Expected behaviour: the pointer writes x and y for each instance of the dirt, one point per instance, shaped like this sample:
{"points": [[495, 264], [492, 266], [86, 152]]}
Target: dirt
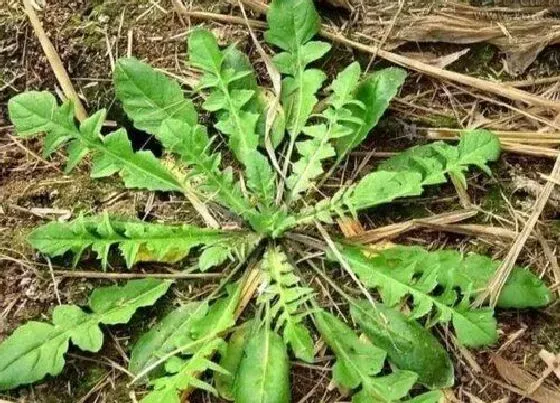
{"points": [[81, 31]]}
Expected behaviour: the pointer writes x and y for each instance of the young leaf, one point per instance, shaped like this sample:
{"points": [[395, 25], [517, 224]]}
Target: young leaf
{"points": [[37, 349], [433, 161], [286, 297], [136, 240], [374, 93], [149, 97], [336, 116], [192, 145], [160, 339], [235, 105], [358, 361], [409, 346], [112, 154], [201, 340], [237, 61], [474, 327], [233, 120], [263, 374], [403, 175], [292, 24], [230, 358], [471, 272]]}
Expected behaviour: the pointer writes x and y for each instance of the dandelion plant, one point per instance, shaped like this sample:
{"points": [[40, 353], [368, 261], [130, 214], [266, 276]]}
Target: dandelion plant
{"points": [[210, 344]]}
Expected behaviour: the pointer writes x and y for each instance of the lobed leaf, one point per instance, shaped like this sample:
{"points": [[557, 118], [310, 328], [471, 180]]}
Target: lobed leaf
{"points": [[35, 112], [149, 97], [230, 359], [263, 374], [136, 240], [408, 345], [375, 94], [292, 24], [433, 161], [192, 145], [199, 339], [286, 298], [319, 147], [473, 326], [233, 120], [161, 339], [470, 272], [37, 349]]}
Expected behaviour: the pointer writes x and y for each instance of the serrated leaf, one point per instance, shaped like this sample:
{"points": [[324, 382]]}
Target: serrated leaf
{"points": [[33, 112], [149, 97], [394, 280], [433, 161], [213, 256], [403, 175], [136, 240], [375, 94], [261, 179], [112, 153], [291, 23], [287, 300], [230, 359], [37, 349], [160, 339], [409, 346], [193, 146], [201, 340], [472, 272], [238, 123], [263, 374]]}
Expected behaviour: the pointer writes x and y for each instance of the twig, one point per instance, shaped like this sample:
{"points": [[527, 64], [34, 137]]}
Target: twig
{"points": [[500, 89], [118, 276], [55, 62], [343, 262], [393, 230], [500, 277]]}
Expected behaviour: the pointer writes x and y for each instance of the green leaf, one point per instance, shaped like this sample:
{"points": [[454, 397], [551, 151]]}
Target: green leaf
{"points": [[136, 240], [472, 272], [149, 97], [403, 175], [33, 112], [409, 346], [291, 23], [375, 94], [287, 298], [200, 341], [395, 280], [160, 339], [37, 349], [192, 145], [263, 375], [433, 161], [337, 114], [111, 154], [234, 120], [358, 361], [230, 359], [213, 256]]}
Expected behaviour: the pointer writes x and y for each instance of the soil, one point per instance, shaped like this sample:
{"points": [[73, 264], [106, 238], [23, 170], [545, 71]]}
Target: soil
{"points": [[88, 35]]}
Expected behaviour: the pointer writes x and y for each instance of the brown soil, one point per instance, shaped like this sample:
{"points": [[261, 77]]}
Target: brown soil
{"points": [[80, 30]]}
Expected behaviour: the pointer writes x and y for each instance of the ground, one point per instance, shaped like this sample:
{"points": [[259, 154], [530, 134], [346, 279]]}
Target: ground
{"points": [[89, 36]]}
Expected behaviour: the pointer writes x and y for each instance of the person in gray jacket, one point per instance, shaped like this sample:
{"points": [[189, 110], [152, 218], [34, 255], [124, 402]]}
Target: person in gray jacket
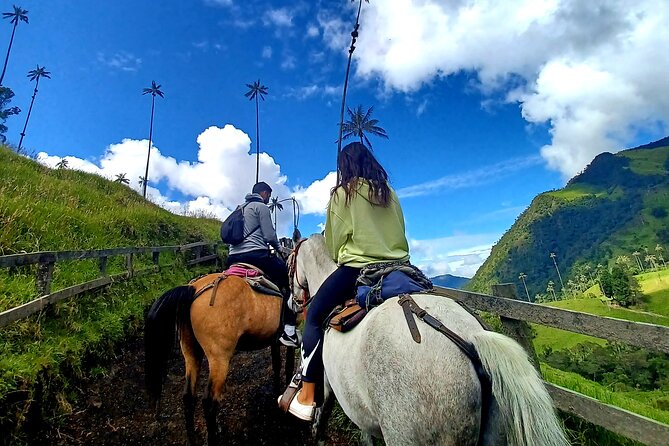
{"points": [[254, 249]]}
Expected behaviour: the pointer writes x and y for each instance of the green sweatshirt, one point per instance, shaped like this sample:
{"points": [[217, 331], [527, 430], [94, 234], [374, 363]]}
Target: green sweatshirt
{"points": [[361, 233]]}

=== Work to complete ===
The copy should hold exactly the lines from the line containing "Target: brown soil" through the last line of the records, both included, and no pictures or other lines.

=== Problem solution ===
Target: brown soil
{"points": [[80, 30]]}
Expected behaviour: the pointer writes x and y for each instance of the ground, one point per instance, shaped like this sample:
{"points": [[259, 154], [530, 134], [346, 279]]}
Target: ground
{"points": [[89, 36]]}
Expected behaviour: the pointer writes x and y for each instance of the person in gray jacket, one point per instance, shaped like this sample:
{"points": [[189, 110], [152, 218], [34, 255], [124, 402]]}
Target: person in gray jacket
{"points": [[254, 249]]}
Expected behaviour: the pointer writes x and y for each instance of the green sweatshirt, one point per instance, shaped like this sample:
{"points": [[217, 331], [527, 430], [94, 234], [374, 363]]}
Target: green sweatshirt
{"points": [[361, 233]]}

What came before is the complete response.